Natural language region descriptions
*** Block opens ***

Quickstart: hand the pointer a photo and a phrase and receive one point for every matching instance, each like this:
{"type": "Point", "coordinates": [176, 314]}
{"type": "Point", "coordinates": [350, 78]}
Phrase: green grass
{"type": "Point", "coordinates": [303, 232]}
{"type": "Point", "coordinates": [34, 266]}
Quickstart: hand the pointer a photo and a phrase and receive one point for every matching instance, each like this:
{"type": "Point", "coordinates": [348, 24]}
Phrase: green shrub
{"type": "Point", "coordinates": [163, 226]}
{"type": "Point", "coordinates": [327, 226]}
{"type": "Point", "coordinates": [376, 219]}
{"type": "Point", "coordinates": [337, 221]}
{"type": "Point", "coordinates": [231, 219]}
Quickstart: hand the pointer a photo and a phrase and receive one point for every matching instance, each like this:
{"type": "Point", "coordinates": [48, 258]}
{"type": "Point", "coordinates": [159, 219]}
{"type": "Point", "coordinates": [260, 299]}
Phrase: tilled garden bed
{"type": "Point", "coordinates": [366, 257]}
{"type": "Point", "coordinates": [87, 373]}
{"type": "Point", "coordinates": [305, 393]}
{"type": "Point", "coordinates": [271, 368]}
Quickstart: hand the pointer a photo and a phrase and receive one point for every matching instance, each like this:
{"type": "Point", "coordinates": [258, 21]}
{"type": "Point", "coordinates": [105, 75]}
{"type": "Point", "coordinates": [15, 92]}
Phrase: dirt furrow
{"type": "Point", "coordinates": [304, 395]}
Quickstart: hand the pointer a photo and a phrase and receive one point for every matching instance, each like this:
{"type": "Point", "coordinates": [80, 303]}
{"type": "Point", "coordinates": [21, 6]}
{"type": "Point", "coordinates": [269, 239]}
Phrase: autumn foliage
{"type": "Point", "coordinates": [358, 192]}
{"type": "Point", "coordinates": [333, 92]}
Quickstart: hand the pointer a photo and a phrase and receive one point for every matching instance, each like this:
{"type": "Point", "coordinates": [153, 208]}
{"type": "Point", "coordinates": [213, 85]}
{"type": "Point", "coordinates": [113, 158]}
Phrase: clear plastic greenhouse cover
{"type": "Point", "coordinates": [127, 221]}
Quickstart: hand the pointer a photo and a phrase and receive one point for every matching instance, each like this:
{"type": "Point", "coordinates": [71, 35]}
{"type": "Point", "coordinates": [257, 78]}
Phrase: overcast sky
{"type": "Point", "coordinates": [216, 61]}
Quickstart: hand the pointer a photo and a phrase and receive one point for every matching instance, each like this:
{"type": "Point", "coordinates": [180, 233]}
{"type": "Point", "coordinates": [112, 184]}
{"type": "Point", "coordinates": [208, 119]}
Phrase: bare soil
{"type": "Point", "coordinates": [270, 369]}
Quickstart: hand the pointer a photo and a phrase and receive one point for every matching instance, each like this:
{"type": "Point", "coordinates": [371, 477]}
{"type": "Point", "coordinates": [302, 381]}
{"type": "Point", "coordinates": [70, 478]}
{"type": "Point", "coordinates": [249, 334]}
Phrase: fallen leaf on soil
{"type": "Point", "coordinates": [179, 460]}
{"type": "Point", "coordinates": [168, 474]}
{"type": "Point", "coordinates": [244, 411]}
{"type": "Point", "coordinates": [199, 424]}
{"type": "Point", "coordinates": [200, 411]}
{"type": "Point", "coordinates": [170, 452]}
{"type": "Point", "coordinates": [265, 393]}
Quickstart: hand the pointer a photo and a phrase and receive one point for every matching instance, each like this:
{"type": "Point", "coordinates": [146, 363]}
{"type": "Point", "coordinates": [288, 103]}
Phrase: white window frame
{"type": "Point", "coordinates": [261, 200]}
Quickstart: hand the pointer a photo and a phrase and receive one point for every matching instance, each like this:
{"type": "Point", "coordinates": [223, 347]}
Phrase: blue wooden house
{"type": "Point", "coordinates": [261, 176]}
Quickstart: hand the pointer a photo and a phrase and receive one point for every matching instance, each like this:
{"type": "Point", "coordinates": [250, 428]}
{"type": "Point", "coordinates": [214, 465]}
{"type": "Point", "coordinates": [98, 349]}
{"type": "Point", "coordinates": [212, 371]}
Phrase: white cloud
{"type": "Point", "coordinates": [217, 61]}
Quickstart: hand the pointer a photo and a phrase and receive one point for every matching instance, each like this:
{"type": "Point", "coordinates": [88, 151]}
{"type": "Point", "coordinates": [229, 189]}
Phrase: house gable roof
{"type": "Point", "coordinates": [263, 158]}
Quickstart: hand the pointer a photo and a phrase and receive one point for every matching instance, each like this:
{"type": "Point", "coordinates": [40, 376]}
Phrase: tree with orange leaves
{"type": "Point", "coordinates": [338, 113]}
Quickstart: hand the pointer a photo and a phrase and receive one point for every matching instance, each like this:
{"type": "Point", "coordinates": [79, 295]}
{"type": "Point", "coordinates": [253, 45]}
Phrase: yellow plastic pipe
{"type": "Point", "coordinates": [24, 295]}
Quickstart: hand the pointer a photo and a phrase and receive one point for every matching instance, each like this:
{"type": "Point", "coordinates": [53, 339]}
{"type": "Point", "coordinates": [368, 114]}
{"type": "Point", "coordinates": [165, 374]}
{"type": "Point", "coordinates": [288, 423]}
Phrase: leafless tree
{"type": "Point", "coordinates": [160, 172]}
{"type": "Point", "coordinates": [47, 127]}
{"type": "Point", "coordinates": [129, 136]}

*** Block closes ***

Task objective = The entries above must be returned exactly.

Answer to the exercise =
Quickstart: hand the pointer a photo and a phrase and receive one point for every matching instance, each like this:
{"type": "Point", "coordinates": [176, 314]}
{"type": "Point", "coordinates": [350, 78]}
Phrase: green grass
{"type": "Point", "coordinates": [303, 232]}
{"type": "Point", "coordinates": [34, 266]}
Quickstart: hand the pointer a photo and a phrase and receive one point for every matching instance, each like this:
{"type": "Point", "coordinates": [348, 24]}
Phrase: green shrub
{"type": "Point", "coordinates": [163, 226]}
{"type": "Point", "coordinates": [327, 226]}
{"type": "Point", "coordinates": [376, 219]}
{"type": "Point", "coordinates": [337, 221]}
{"type": "Point", "coordinates": [231, 219]}
Quickstart: hand the pointer a photo and a phrase and receive one point for every matching instance, each like this:
{"type": "Point", "coordinates": [48, 258]}
{"type": "Point", "coordinates": [159, 219]}
{"type": "Point", "coordinates": [260, 299]}
Phrase: tilled garden bed
{"type": "Point", "coordinates": [366, 257]}
{"type": "Point", "coordinates": [87, 373]}
{"type": "Point", "coordinates": [305, 393]}
{"type": "Point", "coordinates": [271, 368]}
Quickstart: hand the pointer a photo and a phrase and receive one point for every matching instance, each like this:
{"type": "Point", "coordinates": [258, 21]}
{"type": "Point", "coordinates": [105, 75]}
{"type": "Point", "coordinates": [15, 92]}
Phrase: dirt furrow
{"type": "Point", "coordinates": [304, 395]}
Quickstart: hand the pointer a photo and a phrase and receive one point for every matching instance, each like this:
{"type": "Point", "coordinates": [80, 303]}
{"type": "Point", "coordinates": [21, 6]}
{"type": "Point", "coordinates": [269, 239]}
Phrase: autumn foliage
{"type": "Point", "coordinates": [358, 192]}
{"type": "Point", "coordinates": [333, 92]}
Quickstart: hand the pointer a photo and a phrase and receive one point for every matching instance, each like this:
{"type": "Point", "coordinates": [153, 208]}
{"type": "Point", "coordinates": [213, 85]}
{"type": "Point", "coordinates": [113, 158]}
Phrase: clear plastic greenhouse cover
{"type": "Point", "coordinates": [127, 221]}
Quickstart: hand the pointer a photo and a phrase and receive one point for every matching instance, each like this:
{"type": "Point", "coordinates": [71, 35]}
{"type": "Point", "coordinates": [257, 78]}
Phrase: overcast sky
{"type": "Point", "coordinates": [216, 61]}
Quickstart: hand the pointer a photo and a phrase and receive one point for every matching instance, each like this:
{"type": "Point", "coordinates": [180, 233]}
{"type": "Point", "coordinates": [112, 184]}
{"type": "Point", "coordinates": [208, 119]}
Phrase: bare soil
{"type": "Point", "coordinates": [270, 369]}
Quickstart: hand the pointer a photo and a phrase and receive one point for every matching instance, each like this:
{"type": "Point", "coordinates": [371, 477]}
{"type": "Point", "coordinates": [302, 381]}
{"type": "Point", "coordinates": [70, 478]}
{"type": "Point", "coordinates": [249, 334]}
Phrase: fallen leaf on soil
{"type": "Point", "coordinates": [179, 460]}
{"type": "Point", "coordinates": [168, 474]}
{"type": "Point", "coordinates": [244, 411]}
{"type": "Point", "coordinates": [199, 424]}
{"type": "Point", "coordinates": [200, 411]}
{"type": "Point", "coordinates": [170, 452]}
{"type": "Point", "coordinates": [265, 393]}
Quickstart: hand the pointer a photo and a phrase and receive one point for every matching instance, each like this:
{"type": "Point", "coordinates": [146, 363]}
{"type": "Point", "coordinates": [288, 103]}
Phrase: white window frame
{"type": "Point", "coordinates": [261, 200]}
Quickstart: hand the pointer a photo and a phrase and receive one point for every matching instance, each like this:
{"type": "Point", "coordinates": [223, 347]}
Phrase: blue wooden house
{"type": "Point", "coordinates": [261, 176]}
Quickstart: hand the pointer a photo and a phrase and receive one point for every matching instance, each like this:
{"type": "Point", "coordinates": [250, 428]}
{"type": "Point", "coordinates": [214, 465]}
{"type": "Point", "coordinates": [98, 349]}
{"type": "Point", "coordinates": [212, 371]}
Phrase: white cloud
{"type": "Point", "coordinates": [217, 61]}
Quickstart: hand the pointer a photo and a phrase and receive one point for every matching instance, each like this:
{"type": "Point", "coordinates": [88, 151]}
{"type": "Point", "coordinates": [229, 189]}
Phrase: house gable roof
{"type": "Point", "coordinates": [263, 158]}
Quickstart: hand the pointer a photo and a phrase and receive one point for every matching instance, each like this:
{"type": "Point", "coordinates": [40, 376]}
Phrase: tree with orange leaves
{"type": "Point", "coordinates": [338, 113]}
Quickstart: hand the pointer a photo and a phrase and receive one point for every matching instance, each like this:
{"type": "Point", "coordinates": [79, 295]}
{"type": "Point", "coordinates": [253, 45]}
Phrase: yellow plastic pipe
{"type": "Point", "coordinates": [24, 295]}
Quickstart: hand the pointer a photo and a phrase and receive one point for every matching instance, each like this:
{"type": "Point", "coordinates": [53, 339]}
{"type": "Point", "coordinates": [368, 114]}
{"type": "Point", "coordinates": [165, 374]}
{"type": "Point", "coordinates": [288, 423]}
Phrase: leafless tree
{"type": "Point", "coordinates": [160, 172]}
{"type": "Point", "coordinates": [47, 127]}
{"type": "Point", "coordinates": [129, 136]}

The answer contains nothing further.